**Task objective**
Select the lines below containing the word "driver".

**Saved entries**

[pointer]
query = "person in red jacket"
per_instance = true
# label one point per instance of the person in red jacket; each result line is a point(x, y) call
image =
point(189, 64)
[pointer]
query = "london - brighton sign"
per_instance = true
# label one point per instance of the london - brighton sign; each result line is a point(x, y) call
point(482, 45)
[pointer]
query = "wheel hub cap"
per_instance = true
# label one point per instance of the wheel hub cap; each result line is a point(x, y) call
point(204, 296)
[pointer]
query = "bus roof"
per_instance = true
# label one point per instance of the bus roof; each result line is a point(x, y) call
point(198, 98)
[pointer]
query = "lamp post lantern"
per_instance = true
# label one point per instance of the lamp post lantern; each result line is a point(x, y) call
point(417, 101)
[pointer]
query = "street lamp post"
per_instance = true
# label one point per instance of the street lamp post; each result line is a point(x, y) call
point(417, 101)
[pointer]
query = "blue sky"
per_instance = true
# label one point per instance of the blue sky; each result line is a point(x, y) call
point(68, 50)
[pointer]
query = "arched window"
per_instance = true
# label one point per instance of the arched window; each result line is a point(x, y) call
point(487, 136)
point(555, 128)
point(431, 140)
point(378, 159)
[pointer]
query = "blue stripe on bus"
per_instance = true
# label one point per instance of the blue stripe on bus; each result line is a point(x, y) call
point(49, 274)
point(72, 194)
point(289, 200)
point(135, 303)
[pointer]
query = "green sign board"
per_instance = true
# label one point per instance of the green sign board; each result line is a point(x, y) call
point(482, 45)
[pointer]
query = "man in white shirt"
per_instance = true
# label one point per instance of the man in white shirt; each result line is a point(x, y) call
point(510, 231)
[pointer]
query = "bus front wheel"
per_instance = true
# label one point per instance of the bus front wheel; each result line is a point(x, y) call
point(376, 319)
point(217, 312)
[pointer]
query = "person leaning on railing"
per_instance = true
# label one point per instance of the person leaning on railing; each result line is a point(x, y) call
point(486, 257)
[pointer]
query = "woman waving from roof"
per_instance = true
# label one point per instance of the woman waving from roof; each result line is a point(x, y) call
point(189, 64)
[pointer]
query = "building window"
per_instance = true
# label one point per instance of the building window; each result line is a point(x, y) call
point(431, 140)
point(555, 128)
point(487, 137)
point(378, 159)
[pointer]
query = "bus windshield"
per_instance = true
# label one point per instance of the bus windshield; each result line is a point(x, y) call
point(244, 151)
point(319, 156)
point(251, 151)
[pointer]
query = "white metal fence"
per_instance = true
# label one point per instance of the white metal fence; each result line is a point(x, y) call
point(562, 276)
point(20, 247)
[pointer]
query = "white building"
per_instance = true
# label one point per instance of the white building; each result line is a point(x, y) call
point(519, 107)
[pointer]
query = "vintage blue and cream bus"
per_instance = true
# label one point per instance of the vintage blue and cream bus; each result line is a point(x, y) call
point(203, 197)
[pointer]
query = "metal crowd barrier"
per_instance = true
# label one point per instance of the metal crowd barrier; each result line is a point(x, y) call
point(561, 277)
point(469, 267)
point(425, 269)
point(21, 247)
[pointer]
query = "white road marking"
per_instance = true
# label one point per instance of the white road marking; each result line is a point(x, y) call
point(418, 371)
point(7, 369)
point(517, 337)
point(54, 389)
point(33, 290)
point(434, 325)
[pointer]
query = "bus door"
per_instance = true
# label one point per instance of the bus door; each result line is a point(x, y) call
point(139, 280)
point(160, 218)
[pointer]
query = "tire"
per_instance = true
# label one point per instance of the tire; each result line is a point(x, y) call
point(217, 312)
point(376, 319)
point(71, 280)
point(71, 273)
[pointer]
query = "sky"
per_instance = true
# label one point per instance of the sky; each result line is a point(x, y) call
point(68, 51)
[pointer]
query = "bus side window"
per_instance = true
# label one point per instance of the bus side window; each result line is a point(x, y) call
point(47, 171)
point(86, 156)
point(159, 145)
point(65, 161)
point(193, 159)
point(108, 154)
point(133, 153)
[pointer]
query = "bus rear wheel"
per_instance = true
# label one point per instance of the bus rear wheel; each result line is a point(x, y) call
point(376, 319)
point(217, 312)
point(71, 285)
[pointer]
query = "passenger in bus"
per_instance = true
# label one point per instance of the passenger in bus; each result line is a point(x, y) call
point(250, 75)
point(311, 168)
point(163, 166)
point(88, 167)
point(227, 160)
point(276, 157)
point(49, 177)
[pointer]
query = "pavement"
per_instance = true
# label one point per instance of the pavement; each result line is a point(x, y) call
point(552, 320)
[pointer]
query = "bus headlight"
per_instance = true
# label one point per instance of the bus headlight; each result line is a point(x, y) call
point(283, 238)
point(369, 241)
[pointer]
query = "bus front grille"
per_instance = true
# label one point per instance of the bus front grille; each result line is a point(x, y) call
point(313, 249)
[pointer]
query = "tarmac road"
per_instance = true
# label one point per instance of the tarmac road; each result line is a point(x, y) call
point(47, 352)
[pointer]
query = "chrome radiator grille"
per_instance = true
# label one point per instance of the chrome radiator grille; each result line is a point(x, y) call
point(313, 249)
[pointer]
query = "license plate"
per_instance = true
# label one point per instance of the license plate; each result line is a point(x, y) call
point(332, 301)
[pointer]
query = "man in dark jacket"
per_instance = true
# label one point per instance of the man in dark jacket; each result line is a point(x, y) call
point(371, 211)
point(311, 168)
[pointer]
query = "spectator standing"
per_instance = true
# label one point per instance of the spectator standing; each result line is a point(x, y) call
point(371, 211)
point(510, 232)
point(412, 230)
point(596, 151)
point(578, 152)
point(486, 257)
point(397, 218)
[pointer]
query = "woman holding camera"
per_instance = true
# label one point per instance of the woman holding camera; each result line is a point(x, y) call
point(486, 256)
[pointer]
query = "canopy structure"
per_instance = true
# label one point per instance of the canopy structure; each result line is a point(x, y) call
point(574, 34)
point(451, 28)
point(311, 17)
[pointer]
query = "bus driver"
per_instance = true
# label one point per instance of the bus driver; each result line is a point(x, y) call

**Written solution**
query = "bus driver"
# label one point per instance of the bus driver; each result line is a point(x, y) call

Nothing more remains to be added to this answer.